ИЗВЛЕЧЁННЫЙ ТЕКСТ>
--------

А здесь вон какое совпадение для человека с такой натурой и такой судьбой: день за днем двигаться в дальнюю даль от Малой Богатьковки, в большой мир ехать и ехать, но и как бы все время к ней... Потому что на каждом шагу земляки-переселенцы.

Когда говорят, что творческий человек должен иметь кое-что от ребенка, то и это в нем, наверное, осталось от детства: постоянное желание добежать до горизонта, заглянуть дальше, как можно дальше! Правда, от писа­теля профессия требует не одной лишь непосредствен­ности.

«Возвращаются Одиссеи, переполненные временем и пространством!» — подойдя к «братьям по перу», Ярослав Смеляков процитировал нам Мандельштама. Смеляков был не просто хмуро-возбужден, как обычно бывал, а весь кипел гневом и сарказмом: «Встретил только что (назвал кого), из Японии возвратился (пред­ставляете!), а на лице ни одной новой черточки!»

--------

ИСХОДНЫЕ ДАННЫЕ>

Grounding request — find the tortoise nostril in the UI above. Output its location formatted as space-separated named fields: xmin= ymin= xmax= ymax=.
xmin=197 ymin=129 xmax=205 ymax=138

--------

ЗАДАНИЕ 1>
Перепишите фрагмент отрывка о писателе, начиная со слов «А здесь вон» и заканчивая словами «одной лишь непосредствен­ности.», заменив «горизонта» на «края земли».
ЗАДАНИЕ 2>
Кого процитировал Смеляков, подойдя к «братьям по перу», согласно отрывку о писателе?
ЗАДАНИЕ 3>
Продолжите отрывок о писателе, начав сразу после его последней фразы.

ОТВЕТ 1>
А здесь вон какое совпадение для человека с такой натурой и такой судьбой: день за днем двигаться в дальнюю даль от Малой Богатьковки, в большой мир ехать и ехать, но и как бы все время к ней... Потому что на каждом шагу земляки-переселенцы.

Когда говорят, что творческий человек должен иметь кое-что от ребенка, то и это в нем, наверное, осталось от детства: постоянное желание добежать до края земли, заглянуть дальше, как можно дальше! Правда, от писа­теля профессия требует не одной лишь непосредствен­ности.

ОТВЕТ 2>
Мандельштама.

ОТВЕТ 3>
«Не стоит ехать вокруг света ради того, чтобы по­считать, сколько в Занзибаре кошек,— писал амери­канский философ и писатель Генри Девид Торо.— Но пока вы не умеете ничего другого, делайте хоть это, и вы, возможно, найдете наконец... дыру, сквозь которую можно проникнуть внутрь самого себя...»

Сегодня белорусская литература путешествует легко, много и в любом жанре — от зарисовки до поэмы.

Примета самого времени, и хорошая примета!

Увы, не все, далеко не все остается в литературе, становится литературой. А только то, что новой «черточ­кой» ложится на лицо ее — как результат размышления или поэтического возмужания. Когда открывают даль не только для самого себя, но и себя самого — но­вого, в чем-то незнакомого. Или по-новому оценив знакомое.А некоторые, посчитав чужих кошек, с тем и возвра­щаются!

«Сибирские сценки» М. Горецкого очень вписывают­ся в современную белорусскую «литературу путеше­ствий» — как ее замечательное начало. Это путеше­ствие по планете, меж другими людьми, народами, и одновременно — в глубь самого себя, к большему, луч­шему пониманию, видению (издали и вблизи) своего народа.

Если читать «сибирские сценки», зарисовки, расска­зы М. Горецкого последовательно и подряд, такое ощущение, что с какой-то совершенно не литературной целью выбрался человек в дорогу, что неотложное дело у него есть — увидеть все это, встретиться, обсудить, продумать и вообще быть там, где в этот момент еще нет тебя.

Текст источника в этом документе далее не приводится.